• **What this exercise asks**:
- a) In the P2PDMA patch series text, which SmartNIC was used to test the changes?
- b) Write what comes next in the P2PDMA patch series text, starting after its final sentence.

** Start of Selection **

This patch series enables P2PDMA memory to be used in userspace RDMA
transfers. With this series, P2PDMA memory mmaped into userspace (ie.
only NVMe CMBs, at the moment) can then be used with ibv_reg_mr() (or
similar) interfaces. This can be tested by passing a sysfs p2pmem
allocator to the --mmap flag of the perftest tools.
This requires addressing three issues:
* Stop exporting kernfs VMAs with page_mkwrite, which is incompatible
with FOLL_LONGTERM and is redudant since the default fault code has the
same behavior as kernfs_vma_page_mkwrite() (i.e., call
file_update_time()).
* Fix folio_fast_pin_allowed() path to take into account ZONE_DEVICE pages.
* Remove the restriction on FOLL_LONGTREM with FOLL_PCI_P2PDMA which was
initially put in place due to excessive caution with assuming P2PDMA
would have similar problems to fsdax with unmap_mapping_range(). Seeing
P2PDMA only uses unmap_mapping_range() on device unbind and immediately
waits for all page reference counts to go to zero after calling it, it
is actually believed to be safe from reuse and user access faults. See
[1] for more discussion.
This was tested using a Mellanox ConnectX-6 SmartNIC (MT28908 Family),
using the mlx5_core driver, as well as an NVMe CMB.
Thanks,
Martin
[1]: https://lore.kernel.org/linux-mm/[email protected]/T/
--
Changes in v2:
- Remove page_mkwrite() for all kernfs, instead of creating a
different vm_ops for p2pdma.
--
Martin Oliveira (4):
kernfs: remove page_mkwrite() from vm_operations_struct
mm/gup: handle ZONE_DEVICE pages in folio_fast_pin_allowed()
mm/gup: allow FOLL_LONGTERM & FOLL_PCI_P2PDMA
RDMA/umem: add support for P2P RDMA
drivers/infiniband/core/umem.c | 3 +++
fs/kernfs/file.c | 26 +++-----------------------
mm/gup.c | 9 ++++-----
3 files changed, 10 insertions(+), 28 deletions(-)
base-commit: 83a7eefedc9b56fe7bfeff13b6c7356688ffa670
--
2.43.0
The .page_mkwrite operator of kernfs just calls file_update_time().
This is the same behaviour that the fault code does if .page_mkwrite is
not set.

** End of Selection **
** Start of Records shown **

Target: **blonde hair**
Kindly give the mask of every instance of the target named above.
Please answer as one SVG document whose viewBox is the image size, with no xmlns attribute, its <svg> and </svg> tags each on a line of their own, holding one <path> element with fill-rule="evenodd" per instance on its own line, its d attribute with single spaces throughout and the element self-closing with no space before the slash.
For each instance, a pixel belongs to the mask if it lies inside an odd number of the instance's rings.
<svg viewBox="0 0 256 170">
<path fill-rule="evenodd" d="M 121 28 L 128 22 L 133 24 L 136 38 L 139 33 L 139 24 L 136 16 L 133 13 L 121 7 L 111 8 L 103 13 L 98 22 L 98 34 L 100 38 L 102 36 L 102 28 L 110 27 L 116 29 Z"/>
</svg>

** End of Records shown **

• **Outputs in order**:
- a) A Mellanox ConnectX-6 SmartNIC (MT28908 Family), using the mlx5_core driver.

- b)
Furthermore, having the page_mkwrite() operator causes
writable_file_mapping_allowed() to fail due to
vma_needs_dirty_tracking() on the gup flow, which is a pre-requisite for
enabling P2PDMA over RDMA.
There are no users of .page_mkwrite and no known valid use cases, so
just remove the .page_mkwrite from kernfs_ops and return -EINVAL if an
mmap() implementation sets .page_mkwrite.
Co-developed-by: Logan Gunthorpe <[email protected]>
Signed-off-by: Logan Gunthorpe <[email protected]>
Signed-off-by: Martin Oliveira <[email protected]>
---
fs/kernfs/file.c | 26 +++-----------------------
1 file changed, 3 insertions(+), 23 deletions(-)
diff --git a/fs/kernfs/file.c b/fs/kernfs/file.c
index 8502ef68459b9..a198cb0718772 100644
--- a/fs/kernfs/file.c
+++ b/fs/kernfs/file.c
@@ -386,28 +386,6 @@ static vm_fault_t kernfs_vma_fault(struct vm_fault *vmf)
return ret;
}
-static vm_fault_t kernfs_vma_page_mkwrite(struct vm_fault *vmf)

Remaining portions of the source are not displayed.